▸ **Document section**:
Sure enough, I was treated better. While the other interns were crawling
around pulling cables, I got to sit at a desk and program a computer.

Wearing business attire also got me better treatment when I needed it, such as
dealing with some bureaucracy, or even retailers.

I'd be interested in knowing if this was still the case. If it's important
enough to be fired for, I'd spend a few more bucks and dress nicer, as an
investment, especially around performance review time.

------
projectramo
I really want to know what the field is and what the internship was.

Not sure why - maybe other HN commentators can help - but my attitude would
not be the same if they were bankers, coders or meat packers.

Maybe because there are social expectations of what people wear for certain
jobs.

------
enkitosh
I'm really surprised how many people in the comment section of this article
defend the facist acts of this company. As if controlling how you dress is not
a big deal, it's actually a very big deal. "Welcome to the real world kid",
indicating this is somewhat a childish behaviour. Well if this is the real
world it needs to be told that this is not acceptable.

So I'm a programmer and a transvestite meaning that yes I like to wear what is
considered to be women's clothing. Basically I just like to wear whatever I
like and makes me feel comfortable whether it was designed to be used by men
or women. Most days I'm lazy in the morning so I put on very casual clothing
but I decided that every Monday I would wear something extreme so I wear
dresses, colourful skirts, stockings, whatever. I wanted to do this because of
two reasons. First off Mondays can be very grey and boring. People return from
their weekend holiday and generally feel a bit depressed having to start this
weekly routine again. The other reason and the most important one is that we
are to be accepted whatever we choose to wear. If a person cannot accept what
I wear it's really their problem not mine. The company I work for is very
flexible and open minded about these sort of things but if anyone would tell
me to stop doing this I would quit immediately, no questions asked.

▸ **To be done**:
A: In the thread on workplace dress, what did the first commenter get to do while the other interns were pulling cables?
B: Rewrite the thread on workplace dress from "I'd be interested" up to and including "the internship was.", swapping "bucks" for "dollars".

▸ **Stored data**:
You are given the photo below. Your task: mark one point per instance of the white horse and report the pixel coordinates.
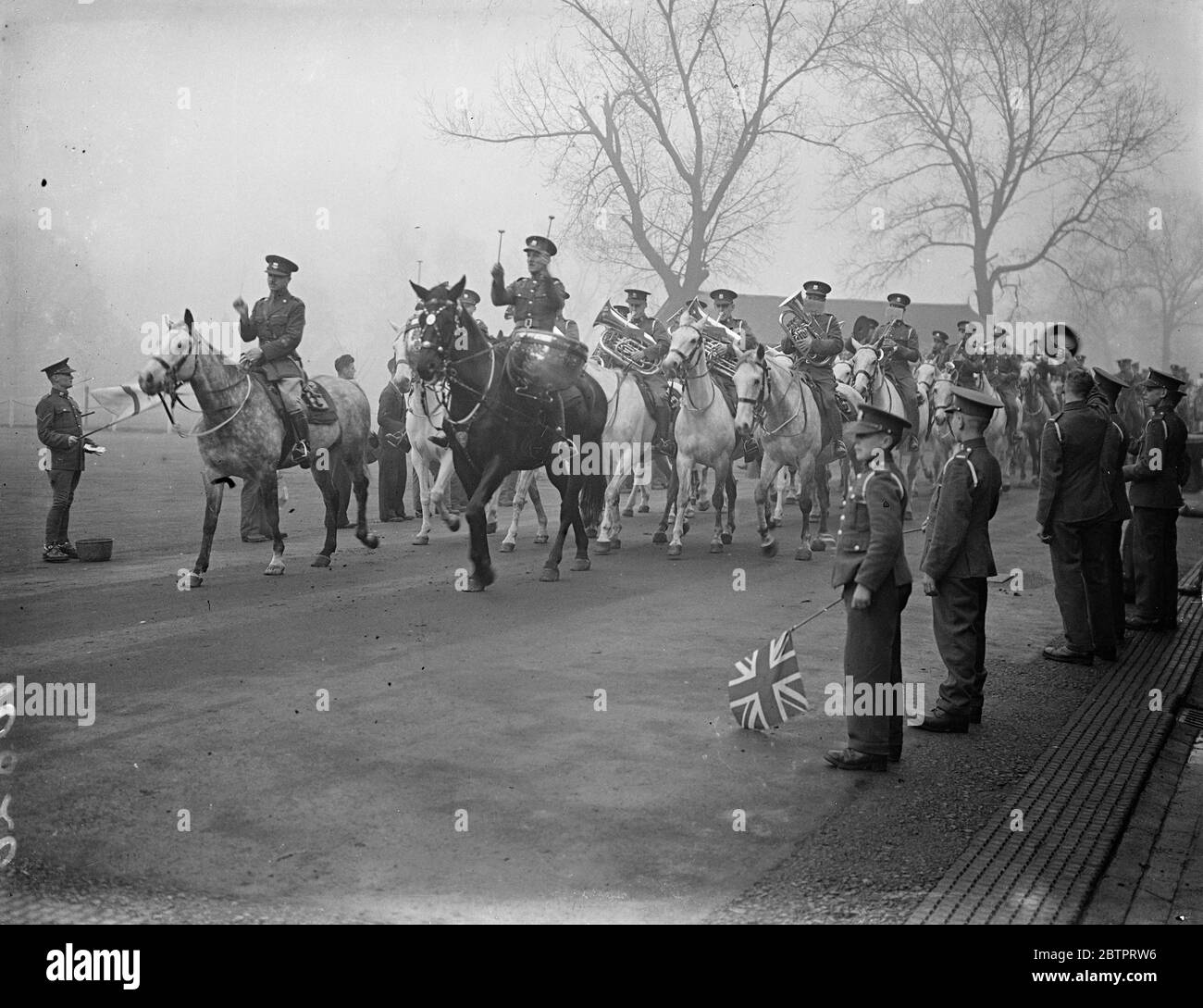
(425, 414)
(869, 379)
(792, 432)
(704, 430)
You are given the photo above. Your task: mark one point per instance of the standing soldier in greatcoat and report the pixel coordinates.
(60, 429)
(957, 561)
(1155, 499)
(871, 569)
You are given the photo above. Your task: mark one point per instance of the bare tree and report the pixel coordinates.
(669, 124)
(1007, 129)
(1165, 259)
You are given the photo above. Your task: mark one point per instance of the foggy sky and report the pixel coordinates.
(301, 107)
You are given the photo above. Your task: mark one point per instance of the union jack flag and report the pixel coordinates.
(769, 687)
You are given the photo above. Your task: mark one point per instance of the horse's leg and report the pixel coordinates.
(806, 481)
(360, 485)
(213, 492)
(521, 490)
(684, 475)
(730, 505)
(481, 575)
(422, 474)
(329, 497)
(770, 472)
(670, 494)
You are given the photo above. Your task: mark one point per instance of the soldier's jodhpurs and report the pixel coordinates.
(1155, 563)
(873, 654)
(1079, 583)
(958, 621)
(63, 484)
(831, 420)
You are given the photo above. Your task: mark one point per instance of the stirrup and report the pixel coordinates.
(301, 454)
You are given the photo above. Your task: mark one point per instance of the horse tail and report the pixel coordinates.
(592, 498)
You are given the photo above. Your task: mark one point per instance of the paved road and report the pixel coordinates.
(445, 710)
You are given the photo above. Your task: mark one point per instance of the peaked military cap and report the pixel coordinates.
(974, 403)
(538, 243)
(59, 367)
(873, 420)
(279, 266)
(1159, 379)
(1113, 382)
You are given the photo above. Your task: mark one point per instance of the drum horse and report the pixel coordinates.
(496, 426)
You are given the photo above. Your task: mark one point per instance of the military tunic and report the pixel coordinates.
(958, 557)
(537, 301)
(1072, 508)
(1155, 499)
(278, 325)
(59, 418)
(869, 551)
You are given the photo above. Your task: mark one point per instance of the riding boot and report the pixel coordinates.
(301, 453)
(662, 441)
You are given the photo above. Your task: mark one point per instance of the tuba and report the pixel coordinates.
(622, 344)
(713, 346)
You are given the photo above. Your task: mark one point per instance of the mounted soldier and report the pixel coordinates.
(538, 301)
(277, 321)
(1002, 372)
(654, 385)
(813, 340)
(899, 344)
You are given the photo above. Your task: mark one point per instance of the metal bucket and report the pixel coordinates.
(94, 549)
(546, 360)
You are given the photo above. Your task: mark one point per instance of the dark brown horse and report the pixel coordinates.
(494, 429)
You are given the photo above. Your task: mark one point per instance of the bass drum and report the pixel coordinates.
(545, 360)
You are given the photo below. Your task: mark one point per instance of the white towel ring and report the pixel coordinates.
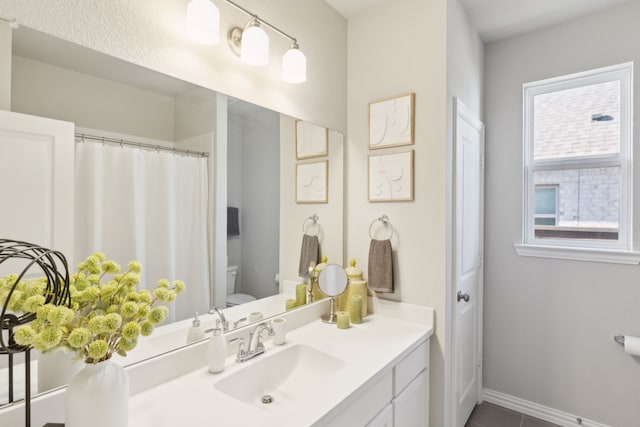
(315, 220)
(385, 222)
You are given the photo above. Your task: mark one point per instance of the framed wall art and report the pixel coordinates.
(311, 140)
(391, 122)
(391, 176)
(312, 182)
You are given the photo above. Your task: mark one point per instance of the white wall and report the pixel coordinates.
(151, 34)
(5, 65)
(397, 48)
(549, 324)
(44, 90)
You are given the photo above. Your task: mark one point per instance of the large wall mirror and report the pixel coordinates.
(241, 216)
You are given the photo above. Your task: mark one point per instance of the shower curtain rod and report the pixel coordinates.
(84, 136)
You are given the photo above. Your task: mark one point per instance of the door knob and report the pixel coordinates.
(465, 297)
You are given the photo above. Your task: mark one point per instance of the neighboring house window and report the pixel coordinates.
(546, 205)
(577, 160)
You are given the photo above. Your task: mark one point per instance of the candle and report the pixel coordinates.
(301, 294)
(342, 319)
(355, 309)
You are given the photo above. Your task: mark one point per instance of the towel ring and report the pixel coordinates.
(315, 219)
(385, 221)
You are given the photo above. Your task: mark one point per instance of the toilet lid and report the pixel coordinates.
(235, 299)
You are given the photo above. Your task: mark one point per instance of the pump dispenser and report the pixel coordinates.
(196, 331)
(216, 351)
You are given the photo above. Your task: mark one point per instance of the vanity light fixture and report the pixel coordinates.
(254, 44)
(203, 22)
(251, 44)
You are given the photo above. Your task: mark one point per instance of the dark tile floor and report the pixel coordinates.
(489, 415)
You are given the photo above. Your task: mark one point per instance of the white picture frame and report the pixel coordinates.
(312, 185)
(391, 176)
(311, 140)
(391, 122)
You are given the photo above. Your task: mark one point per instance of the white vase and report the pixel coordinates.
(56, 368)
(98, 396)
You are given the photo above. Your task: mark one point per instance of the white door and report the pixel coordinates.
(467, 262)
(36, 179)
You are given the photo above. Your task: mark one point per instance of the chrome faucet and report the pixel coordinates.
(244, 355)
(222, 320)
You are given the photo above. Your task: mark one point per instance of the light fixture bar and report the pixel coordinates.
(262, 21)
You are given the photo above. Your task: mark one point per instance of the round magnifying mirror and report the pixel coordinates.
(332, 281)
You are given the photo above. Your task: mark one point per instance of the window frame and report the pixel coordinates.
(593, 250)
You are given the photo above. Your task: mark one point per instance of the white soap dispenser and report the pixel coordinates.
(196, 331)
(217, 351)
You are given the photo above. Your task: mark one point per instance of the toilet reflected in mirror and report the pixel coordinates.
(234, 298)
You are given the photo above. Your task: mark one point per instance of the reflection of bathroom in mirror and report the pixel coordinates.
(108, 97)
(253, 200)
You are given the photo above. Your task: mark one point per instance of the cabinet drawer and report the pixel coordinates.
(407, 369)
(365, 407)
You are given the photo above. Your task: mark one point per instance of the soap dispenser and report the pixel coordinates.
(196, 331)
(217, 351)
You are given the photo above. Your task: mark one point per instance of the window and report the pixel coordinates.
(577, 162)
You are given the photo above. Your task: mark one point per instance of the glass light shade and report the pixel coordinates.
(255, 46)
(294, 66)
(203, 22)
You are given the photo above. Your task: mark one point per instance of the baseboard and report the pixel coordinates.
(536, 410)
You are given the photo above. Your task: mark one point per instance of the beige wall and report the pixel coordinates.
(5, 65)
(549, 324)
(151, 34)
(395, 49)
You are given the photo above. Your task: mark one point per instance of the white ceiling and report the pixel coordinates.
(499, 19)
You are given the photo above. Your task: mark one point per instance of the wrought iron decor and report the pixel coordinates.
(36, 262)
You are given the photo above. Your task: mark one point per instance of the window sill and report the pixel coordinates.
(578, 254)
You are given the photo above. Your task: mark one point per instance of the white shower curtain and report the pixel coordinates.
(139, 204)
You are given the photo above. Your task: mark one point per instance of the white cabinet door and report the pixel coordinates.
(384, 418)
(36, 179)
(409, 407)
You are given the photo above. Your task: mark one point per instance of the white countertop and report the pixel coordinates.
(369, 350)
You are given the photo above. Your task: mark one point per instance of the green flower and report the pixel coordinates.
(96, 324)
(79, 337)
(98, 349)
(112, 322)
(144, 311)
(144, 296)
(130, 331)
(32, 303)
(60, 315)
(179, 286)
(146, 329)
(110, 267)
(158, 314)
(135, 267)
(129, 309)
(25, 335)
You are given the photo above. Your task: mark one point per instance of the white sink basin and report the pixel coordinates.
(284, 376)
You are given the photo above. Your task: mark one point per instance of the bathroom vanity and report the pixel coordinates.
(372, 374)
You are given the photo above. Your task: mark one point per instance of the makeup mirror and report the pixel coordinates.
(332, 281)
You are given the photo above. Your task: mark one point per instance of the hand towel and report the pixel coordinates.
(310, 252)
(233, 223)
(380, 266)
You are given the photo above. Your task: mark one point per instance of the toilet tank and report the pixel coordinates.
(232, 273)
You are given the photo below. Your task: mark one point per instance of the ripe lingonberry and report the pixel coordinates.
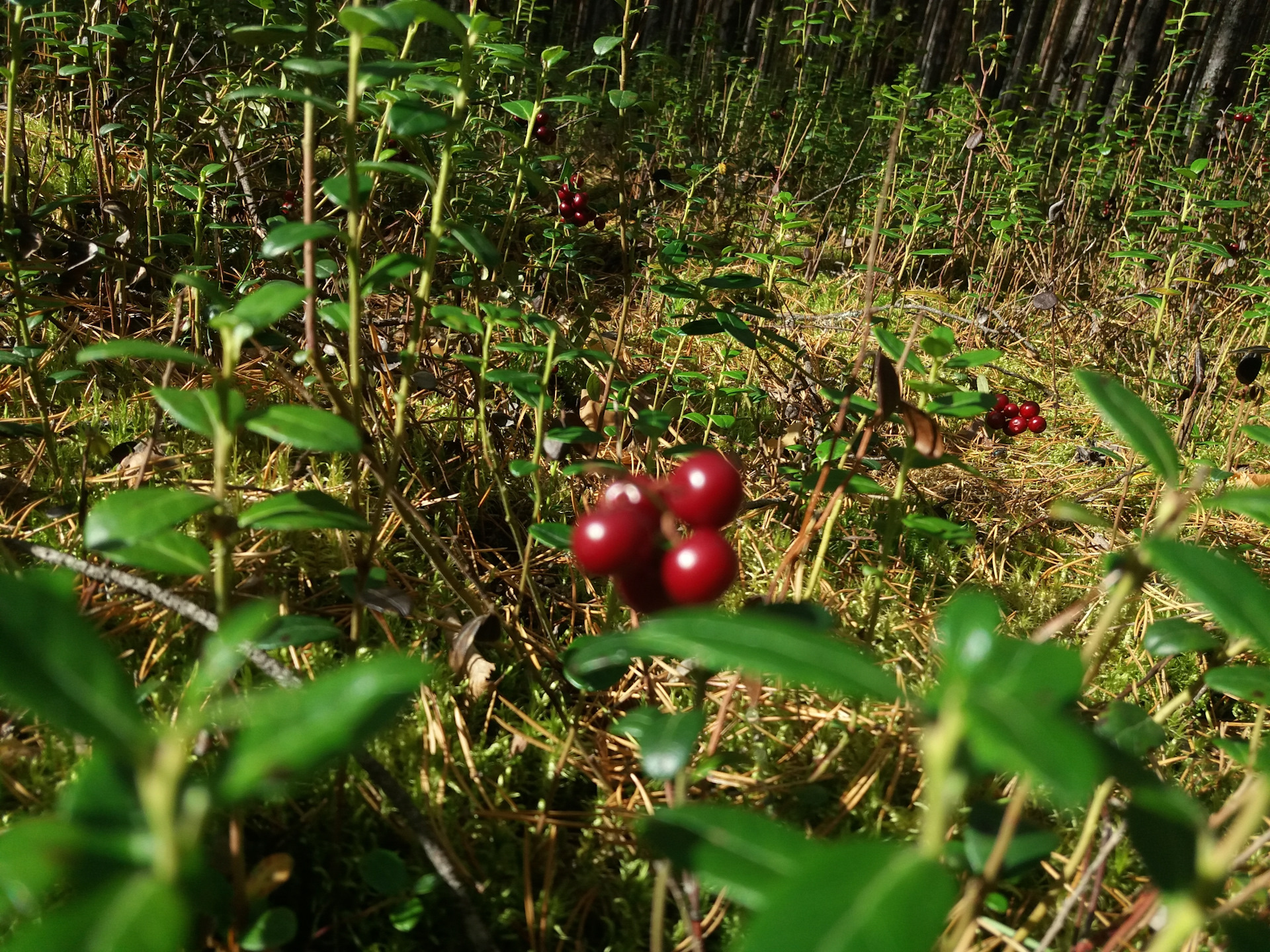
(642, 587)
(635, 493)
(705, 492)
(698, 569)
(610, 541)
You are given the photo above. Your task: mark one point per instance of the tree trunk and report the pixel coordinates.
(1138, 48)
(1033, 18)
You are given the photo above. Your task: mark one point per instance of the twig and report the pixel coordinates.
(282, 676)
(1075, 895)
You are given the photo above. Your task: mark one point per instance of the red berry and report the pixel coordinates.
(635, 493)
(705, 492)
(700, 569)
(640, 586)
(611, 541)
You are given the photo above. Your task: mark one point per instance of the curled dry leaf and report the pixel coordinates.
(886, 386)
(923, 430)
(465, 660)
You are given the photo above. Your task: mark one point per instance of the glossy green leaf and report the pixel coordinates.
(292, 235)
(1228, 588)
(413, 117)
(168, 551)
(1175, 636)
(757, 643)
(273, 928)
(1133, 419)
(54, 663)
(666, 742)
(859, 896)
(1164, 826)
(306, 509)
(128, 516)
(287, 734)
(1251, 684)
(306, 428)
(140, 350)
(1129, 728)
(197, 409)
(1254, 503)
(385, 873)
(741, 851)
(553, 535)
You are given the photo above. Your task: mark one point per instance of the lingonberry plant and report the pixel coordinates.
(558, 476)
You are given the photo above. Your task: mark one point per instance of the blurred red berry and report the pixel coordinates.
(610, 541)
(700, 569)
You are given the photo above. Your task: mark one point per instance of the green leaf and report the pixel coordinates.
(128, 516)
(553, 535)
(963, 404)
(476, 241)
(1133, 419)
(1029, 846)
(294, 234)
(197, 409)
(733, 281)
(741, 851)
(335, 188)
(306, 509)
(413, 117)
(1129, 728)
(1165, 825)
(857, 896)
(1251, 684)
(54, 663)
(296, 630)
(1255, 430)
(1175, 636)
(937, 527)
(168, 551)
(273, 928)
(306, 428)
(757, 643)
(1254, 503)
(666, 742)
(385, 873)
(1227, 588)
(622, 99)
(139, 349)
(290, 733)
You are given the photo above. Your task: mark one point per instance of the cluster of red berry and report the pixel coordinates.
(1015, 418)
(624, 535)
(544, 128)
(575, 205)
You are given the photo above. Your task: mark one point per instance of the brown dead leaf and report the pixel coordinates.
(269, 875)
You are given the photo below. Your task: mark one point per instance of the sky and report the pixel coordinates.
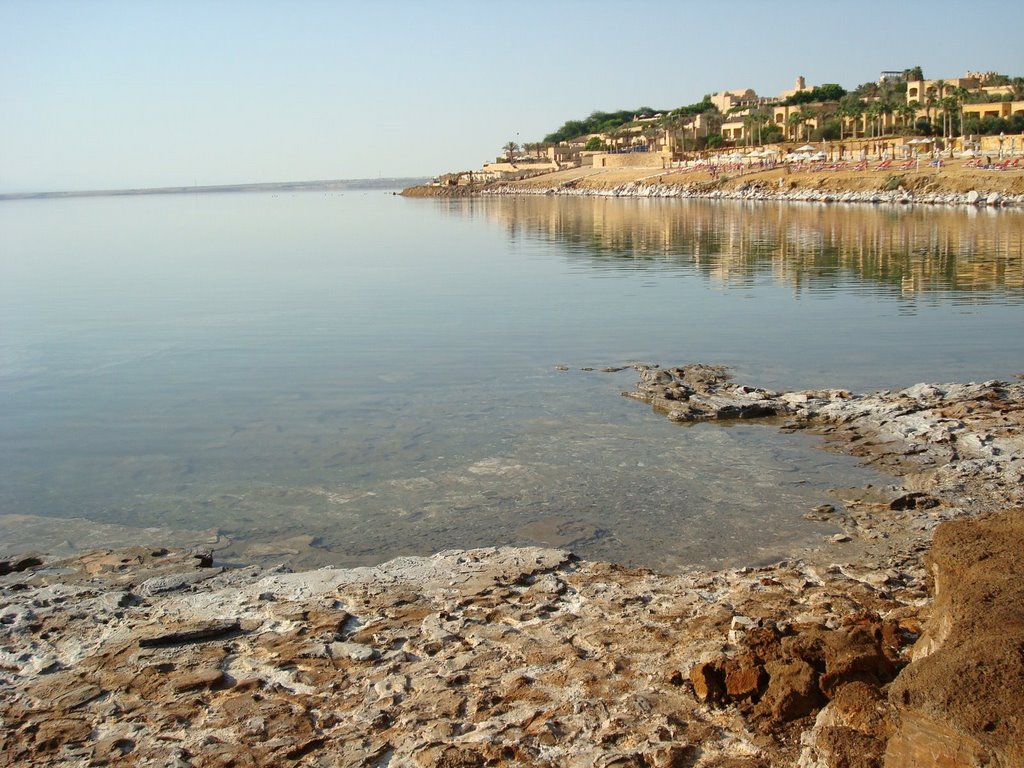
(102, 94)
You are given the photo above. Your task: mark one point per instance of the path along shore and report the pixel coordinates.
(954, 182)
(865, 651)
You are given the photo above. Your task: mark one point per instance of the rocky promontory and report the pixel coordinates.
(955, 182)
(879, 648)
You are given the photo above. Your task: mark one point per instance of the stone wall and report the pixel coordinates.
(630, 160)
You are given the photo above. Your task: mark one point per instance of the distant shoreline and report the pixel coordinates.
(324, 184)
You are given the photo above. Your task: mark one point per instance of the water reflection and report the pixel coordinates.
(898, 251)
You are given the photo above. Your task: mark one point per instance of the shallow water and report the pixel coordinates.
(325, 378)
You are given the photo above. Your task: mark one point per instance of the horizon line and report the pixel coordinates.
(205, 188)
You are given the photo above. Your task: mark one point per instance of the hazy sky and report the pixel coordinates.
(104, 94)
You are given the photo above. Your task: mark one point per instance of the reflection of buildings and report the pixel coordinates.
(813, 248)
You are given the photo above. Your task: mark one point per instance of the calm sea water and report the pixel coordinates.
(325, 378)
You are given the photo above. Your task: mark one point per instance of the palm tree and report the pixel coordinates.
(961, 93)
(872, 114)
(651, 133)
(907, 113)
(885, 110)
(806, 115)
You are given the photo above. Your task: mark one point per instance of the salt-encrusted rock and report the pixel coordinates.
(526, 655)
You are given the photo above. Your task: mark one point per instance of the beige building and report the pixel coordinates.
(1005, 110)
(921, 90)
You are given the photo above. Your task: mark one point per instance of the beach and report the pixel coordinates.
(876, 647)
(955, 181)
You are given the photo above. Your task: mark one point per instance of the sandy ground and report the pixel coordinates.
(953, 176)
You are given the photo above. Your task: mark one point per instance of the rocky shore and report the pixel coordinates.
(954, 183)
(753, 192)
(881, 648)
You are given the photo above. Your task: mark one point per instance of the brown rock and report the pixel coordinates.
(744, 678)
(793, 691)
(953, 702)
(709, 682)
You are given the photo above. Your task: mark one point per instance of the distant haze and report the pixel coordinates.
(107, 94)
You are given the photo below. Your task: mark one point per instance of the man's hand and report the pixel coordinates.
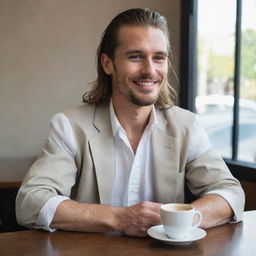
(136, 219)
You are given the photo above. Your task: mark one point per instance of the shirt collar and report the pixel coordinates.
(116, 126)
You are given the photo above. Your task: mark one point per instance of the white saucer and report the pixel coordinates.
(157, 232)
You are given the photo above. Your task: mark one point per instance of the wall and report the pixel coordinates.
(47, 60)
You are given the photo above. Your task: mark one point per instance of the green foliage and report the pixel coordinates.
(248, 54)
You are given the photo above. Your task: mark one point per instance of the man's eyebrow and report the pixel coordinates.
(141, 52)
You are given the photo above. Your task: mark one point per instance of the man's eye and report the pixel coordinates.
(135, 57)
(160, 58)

▸ **Written answers**:
A: Sit at a desk and program a computer.

B:
I'd be interested in knowing if this was still the case. If it's important
enough to be fired for, I'd spend a few more dollars and dress nicer, as an
investment, especially around performance review time.

------
projectramo
I really want to know what the field is and what the internship was.